**Work request**
Take every line containing "door" from the material and copy it.

**Records provided**
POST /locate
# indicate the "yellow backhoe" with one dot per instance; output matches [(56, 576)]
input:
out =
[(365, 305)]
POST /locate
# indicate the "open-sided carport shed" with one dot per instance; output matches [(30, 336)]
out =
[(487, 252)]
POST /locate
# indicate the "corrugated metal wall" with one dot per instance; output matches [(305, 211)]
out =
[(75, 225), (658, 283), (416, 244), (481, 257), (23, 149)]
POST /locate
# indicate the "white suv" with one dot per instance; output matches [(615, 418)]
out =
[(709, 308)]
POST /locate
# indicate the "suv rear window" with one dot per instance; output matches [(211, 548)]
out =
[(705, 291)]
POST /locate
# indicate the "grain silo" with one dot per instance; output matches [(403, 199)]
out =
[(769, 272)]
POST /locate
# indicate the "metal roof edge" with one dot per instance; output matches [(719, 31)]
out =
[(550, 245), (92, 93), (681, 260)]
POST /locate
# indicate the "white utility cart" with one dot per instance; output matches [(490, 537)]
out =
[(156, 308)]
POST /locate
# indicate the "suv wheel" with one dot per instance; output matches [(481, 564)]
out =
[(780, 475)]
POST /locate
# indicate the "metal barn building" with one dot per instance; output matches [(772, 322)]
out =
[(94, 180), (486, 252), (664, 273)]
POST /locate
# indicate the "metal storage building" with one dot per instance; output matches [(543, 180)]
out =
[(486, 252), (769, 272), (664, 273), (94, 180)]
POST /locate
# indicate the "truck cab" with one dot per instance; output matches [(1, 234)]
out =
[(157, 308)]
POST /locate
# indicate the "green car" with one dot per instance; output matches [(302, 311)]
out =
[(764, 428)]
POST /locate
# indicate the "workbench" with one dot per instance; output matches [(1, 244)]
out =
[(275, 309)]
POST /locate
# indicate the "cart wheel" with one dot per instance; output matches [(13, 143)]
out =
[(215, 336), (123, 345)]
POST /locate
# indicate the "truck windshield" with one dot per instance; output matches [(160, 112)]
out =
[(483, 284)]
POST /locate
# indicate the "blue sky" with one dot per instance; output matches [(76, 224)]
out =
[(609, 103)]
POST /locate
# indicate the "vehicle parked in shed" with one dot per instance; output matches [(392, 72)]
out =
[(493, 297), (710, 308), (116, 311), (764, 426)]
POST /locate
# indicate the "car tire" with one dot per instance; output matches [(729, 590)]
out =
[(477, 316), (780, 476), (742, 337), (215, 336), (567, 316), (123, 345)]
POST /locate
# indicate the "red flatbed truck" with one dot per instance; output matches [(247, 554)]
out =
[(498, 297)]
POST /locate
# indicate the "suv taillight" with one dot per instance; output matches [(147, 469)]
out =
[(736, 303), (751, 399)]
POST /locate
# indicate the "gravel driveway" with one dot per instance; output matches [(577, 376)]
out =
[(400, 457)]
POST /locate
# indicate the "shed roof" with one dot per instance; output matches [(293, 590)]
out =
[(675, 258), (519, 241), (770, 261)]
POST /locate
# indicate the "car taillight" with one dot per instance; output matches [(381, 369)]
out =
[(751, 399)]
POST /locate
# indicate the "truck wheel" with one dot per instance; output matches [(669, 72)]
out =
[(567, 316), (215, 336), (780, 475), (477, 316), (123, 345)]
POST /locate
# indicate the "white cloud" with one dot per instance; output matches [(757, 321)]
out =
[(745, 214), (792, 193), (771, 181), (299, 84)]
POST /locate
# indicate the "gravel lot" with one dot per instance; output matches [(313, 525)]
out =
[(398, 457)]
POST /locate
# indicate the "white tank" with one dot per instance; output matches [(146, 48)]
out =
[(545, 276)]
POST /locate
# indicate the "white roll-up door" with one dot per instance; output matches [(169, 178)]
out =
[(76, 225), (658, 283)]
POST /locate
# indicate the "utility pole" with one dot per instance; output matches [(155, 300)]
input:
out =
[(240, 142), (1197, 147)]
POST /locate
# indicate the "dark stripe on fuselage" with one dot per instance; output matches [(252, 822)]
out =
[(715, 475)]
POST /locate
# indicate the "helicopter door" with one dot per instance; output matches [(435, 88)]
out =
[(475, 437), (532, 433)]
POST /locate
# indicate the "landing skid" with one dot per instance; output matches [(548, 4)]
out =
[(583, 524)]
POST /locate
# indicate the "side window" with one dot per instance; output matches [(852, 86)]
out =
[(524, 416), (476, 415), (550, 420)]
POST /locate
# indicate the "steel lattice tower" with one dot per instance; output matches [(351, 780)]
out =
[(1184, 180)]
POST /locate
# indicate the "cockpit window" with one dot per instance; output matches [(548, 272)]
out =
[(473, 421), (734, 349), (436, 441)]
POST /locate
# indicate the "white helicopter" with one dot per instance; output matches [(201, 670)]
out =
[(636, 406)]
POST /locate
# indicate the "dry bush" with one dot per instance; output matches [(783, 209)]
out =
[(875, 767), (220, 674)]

**Solution to this task**
# indicate the "white roll-up door" with one dot per instance; output matches [(169, 178)]
# indicate the "helicopter door" with one dot per instance; output matches [(435, 88)]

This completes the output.